**Task to complete:** Will you print the material below without altering a single character?

Data extracted from a collection
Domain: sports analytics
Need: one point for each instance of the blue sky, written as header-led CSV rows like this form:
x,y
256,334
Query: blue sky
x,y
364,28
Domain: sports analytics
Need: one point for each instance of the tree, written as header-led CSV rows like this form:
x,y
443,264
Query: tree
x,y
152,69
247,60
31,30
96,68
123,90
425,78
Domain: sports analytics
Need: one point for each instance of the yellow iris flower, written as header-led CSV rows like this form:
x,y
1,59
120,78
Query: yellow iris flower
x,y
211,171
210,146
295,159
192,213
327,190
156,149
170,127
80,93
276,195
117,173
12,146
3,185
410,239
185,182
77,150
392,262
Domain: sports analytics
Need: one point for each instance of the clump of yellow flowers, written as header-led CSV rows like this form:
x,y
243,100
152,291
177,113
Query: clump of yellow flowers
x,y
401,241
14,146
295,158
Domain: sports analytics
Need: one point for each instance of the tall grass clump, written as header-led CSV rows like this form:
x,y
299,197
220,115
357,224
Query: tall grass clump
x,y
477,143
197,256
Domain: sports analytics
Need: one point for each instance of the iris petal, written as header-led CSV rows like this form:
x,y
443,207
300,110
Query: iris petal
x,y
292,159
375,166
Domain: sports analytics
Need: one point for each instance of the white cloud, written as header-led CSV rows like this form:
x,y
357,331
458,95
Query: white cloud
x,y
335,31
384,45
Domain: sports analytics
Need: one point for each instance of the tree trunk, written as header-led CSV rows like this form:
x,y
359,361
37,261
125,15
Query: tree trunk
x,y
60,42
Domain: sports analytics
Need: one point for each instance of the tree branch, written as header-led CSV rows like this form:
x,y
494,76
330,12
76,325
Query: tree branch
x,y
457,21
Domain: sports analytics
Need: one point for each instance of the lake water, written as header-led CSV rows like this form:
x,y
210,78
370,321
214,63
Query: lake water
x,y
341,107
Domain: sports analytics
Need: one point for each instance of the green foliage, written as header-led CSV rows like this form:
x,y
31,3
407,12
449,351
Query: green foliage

**Response to this task:**
Domain: sports analytics
Need: one point for each instance of the blue sky, written as header-led CSV rows like this form:
x,y
256,334
Query: blue sky
x,y
364,28
Domain: sports analytics
Need: one point for each instance of the tree, written as header-led CSV rows like this form:
x,y
443,264
Query: tree
x,y
152,69
247,60
31,30
96,68
123,90
425,78
Domain: sports analytics
Need: one point for each instance of the yellow iris flower, written as header-led CSV rows like this form:
x,y
1,59
120,78
Query: yellow iris flower
x,y
211,171
210,146
295,159
192,213
327,190
156,149
170,127
80,93
276,195
117,173
12,146
3,185
410,239
185,182
77,150
392,262
Domain: sports analytics
Need: one point for each instance of the clump of yellow flowers, written as header-led CSV rows like this form:
x,y
243,100
152,291
177,113
Query: clump of yellow flowers
x,y
401,241
14,146
295,158
Domain: sports analytics
Need: one point for each instance of the tall grass clump, written as header-led CSV rows like this form:
x,y
299,197
220,115
357,224
Query: tall grass clump
x,y
477,143
197,256
Domain: sports analytics
Need: one point for each instance of the iris petal, written as header-led CSV rows like this form:
x,y
443,207
300,110
Query: iris petal
x,y
292,159
375,166
Domain: sports analytics
Need: one point for each instance of the white cloud, written as header-led CSV rows like this form:
x,y
357,331
458,95
Query: white cloud
x,y
335,31
384,45
Domain: sports analytics
Need: one point for each instance of the tree trunk, written as header-led CSV rows like this form:
x,y
359,361
37,261
125,15
Query: tree trunk
x,y
60,42
Domain: sports analytics
Need: one point for each instance of the tree branch, written as header-led CSV rows like this form:
x,y
494,76
330,12
76,325
Query: tree branch
x,y
457,21
Domain: sports analytics
Need: one point for each instance of the lake water, written as header-led CSV rows like this form:
x,y
210,78
370,321
214,63
Query: lake water
x,y
341,107
Domain: sports analytics
Need: one point for each instance of the green foliage, written as header-led CSV rows like this form:
x,y
31,3
407,12
449,351
Query: green foliage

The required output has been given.